(Natural-language object grounding data)
=== Begin Enclosure ===

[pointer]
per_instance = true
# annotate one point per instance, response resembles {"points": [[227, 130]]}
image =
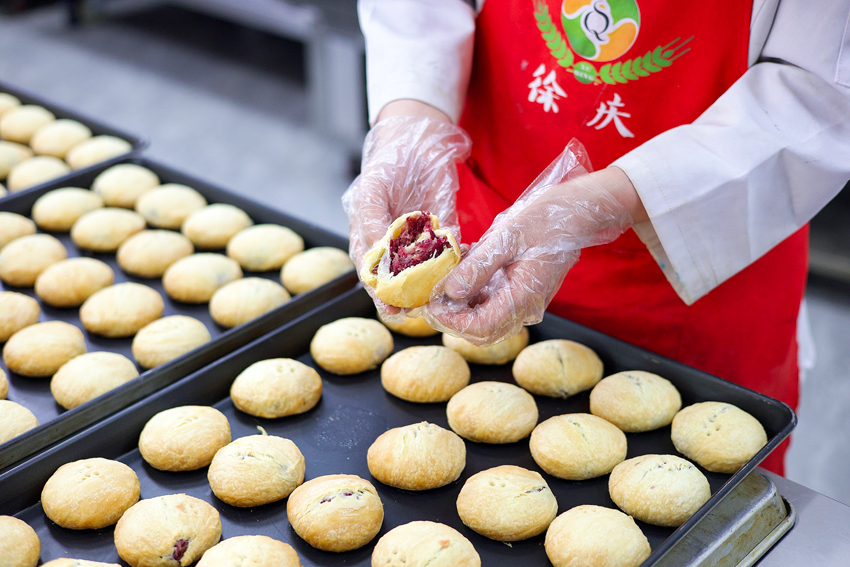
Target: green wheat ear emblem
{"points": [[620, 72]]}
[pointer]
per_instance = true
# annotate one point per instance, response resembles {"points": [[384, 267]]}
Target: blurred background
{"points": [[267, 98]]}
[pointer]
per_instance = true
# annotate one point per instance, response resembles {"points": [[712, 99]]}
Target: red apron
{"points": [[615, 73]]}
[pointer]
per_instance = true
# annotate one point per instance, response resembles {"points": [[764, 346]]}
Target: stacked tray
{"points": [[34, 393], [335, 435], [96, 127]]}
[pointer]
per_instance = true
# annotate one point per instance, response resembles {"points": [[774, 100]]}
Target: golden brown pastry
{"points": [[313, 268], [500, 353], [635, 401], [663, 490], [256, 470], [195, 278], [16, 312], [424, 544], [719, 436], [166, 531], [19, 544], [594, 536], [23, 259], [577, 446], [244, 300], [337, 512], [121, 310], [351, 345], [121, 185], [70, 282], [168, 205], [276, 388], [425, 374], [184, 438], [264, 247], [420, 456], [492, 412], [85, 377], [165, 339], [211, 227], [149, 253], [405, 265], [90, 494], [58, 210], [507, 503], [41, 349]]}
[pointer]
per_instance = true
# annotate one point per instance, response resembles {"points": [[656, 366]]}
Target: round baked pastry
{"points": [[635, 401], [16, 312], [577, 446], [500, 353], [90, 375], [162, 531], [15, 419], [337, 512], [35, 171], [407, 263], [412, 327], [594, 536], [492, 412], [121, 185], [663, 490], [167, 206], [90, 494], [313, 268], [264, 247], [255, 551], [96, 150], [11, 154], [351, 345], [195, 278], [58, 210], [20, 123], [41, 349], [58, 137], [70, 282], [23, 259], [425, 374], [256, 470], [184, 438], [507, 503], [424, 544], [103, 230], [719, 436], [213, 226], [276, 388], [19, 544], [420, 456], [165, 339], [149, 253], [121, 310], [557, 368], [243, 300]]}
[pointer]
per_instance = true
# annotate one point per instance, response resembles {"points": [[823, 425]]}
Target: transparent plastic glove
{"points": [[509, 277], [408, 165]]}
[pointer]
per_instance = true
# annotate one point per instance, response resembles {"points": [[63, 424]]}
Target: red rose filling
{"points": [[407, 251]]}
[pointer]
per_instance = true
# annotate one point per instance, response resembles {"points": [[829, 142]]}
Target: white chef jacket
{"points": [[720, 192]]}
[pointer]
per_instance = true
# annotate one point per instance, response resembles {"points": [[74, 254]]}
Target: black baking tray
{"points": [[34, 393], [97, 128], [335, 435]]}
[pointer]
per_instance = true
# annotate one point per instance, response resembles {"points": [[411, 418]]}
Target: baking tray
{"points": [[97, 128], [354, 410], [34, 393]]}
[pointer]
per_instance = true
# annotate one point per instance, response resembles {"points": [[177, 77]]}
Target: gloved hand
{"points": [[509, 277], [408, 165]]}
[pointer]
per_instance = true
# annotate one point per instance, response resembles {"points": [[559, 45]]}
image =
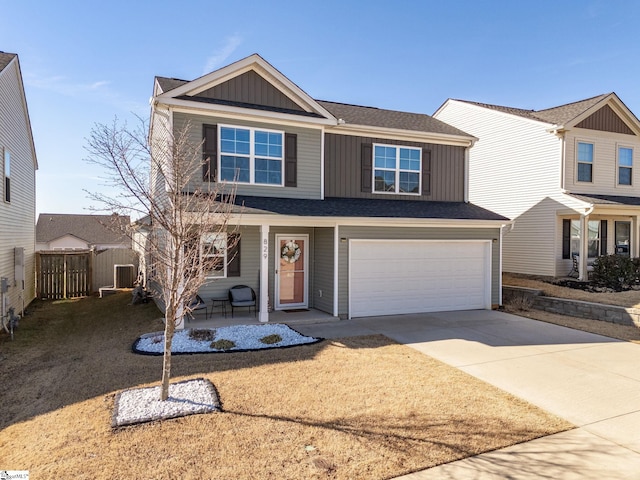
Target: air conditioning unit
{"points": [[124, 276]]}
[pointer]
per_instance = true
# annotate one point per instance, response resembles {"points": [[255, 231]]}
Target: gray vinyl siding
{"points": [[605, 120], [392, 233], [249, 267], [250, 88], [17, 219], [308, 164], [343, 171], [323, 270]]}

=== End Enclosure ===

What to do = Without the pictures, give the entries above back exactly.

Exercise output =
[pointer]
per_instance = true
# annotate one point per instance, response resembles {"points": [[227, 130]]}
image =
Target: green wheat ear emblem
{"points": [[620, 72]]}
[pointer]
per_instance = true
# annotate one point per instance, response resembles {"points": [[384, 267]]}
Target: blurred background
{"points": [[267, 98]]}
[pointer]
per_instance = true
# annotate one point per instance, response resembles {"points": [[712, 99]]}
Target: red apron
{"points": [[615, 73]]}
[pointer]
per_instance = true
# annotate one point per instance, response resembles {"points": [[764, 346]]}
Target: stacked tray
{"points": [[34, 393], [335, 435], [96, 127]]}
[pointer]
per_instance = true
# annotate one point per instance, response resembles {"points": [[774, 100]]}
Target: golden brown pastry
{"points": [[313, 268], [500, 353], [635, 401], [663, 490], [256, 470], [195, 278], [16, 312], [424, 544], [719, 436], [166, 531], [19, 544], [594, 536], [23, 259], [577, 446], [244, 300], [337, 512], [121, 310], [351, 345], [121, 185], [70, 282], [168, 205], [276, 388], [425, 374], [184, 438], [264, 247], [420, 456], [492, 412], [85, 377], [165, 339], [211, 227], [149, 253], [405, 265], [90, 494], [58, 210], [507, 503], [41, 349]]}
[pointer]
per_instance = true
# annotate one point per instance, response resembles {"points": [[656, 366]]}
Target: round baked pastry
{"points": [[635, 401], [16, 312], [577, 446], [500, 353], [90, 375], [162, 531], [15, 419], [337, 512], [35, 171], [407, 263], [412, 327], [594, 536], [492, 412], [121, 185], [663, 490], [167, 206], [90, 494], [313, 268], [264, 247], [255, 551], [96, 150], [11, 154], [351, 345], [195, 278], [58, 210], [20, 123], [41, 349], [58, 137], [70, 282], [23, 259], [425, 374], [256, 470], [184, 438], [507, 503], [424, 544], [103, 230], [719, 436], [213, 226], [276, 388], [19, 544], [420, 456], [165, 339], [149, 253], [121, 310], [557, 368], [243, 300]]}
[pointer]
per_instance = true
# annotate one point per instance, response resembles {"points": [[823, 425]]}
Target: transparent plastic glove
{"points": [[509, 277], [408, 165]]}
[pointer]
per_instance = true
# annotate one point per instance, response resembles {"points": [[63, 424]]}
Target: red rose filling
{"points": [[407, 251]]}
[pointer]
per_instance = true
# annotate one point per instance, response resembles {"points": [[829, 142]]}
Target: white chef jacket
{"points": [[720, 192]]}
[pointer]
per_instance = true
# annotate one point per instance, response resembles {"points": [[74, 254]]}
Target: black baking tray
{"points": [[34, 393], [97, 128], [335, 435]]}
[pointer]
per_instance = true
# annotate one point per instance, response resembles {"points": [[411, 418]]}
Target: baking tray
{"points": [[97, 128], [354, 410], [34, 393]]}
[pointer]
per_instance = true
# annotate one point per instance, response resembles {"points": [[177, 77]]}
Target: gloved hand
{"points": [[509, 277], [408, 165]]}
[pointer]
per_instance = true
# annotate one point per instance, response resembles {"points": [[559, 45]]}
image =
Target: air conditioning unit
{"points": [[124, 276]]}
[pointer]
per_instance = true
# annotate one point per instance, response resembles {"points": [[255, 231]]}
Target: gray vinyl siding
{"points": [[605, 120], [392, 233], [249, 267], [250, 88], [17, 219], [308, 164], [343, 171], [323, 270]]}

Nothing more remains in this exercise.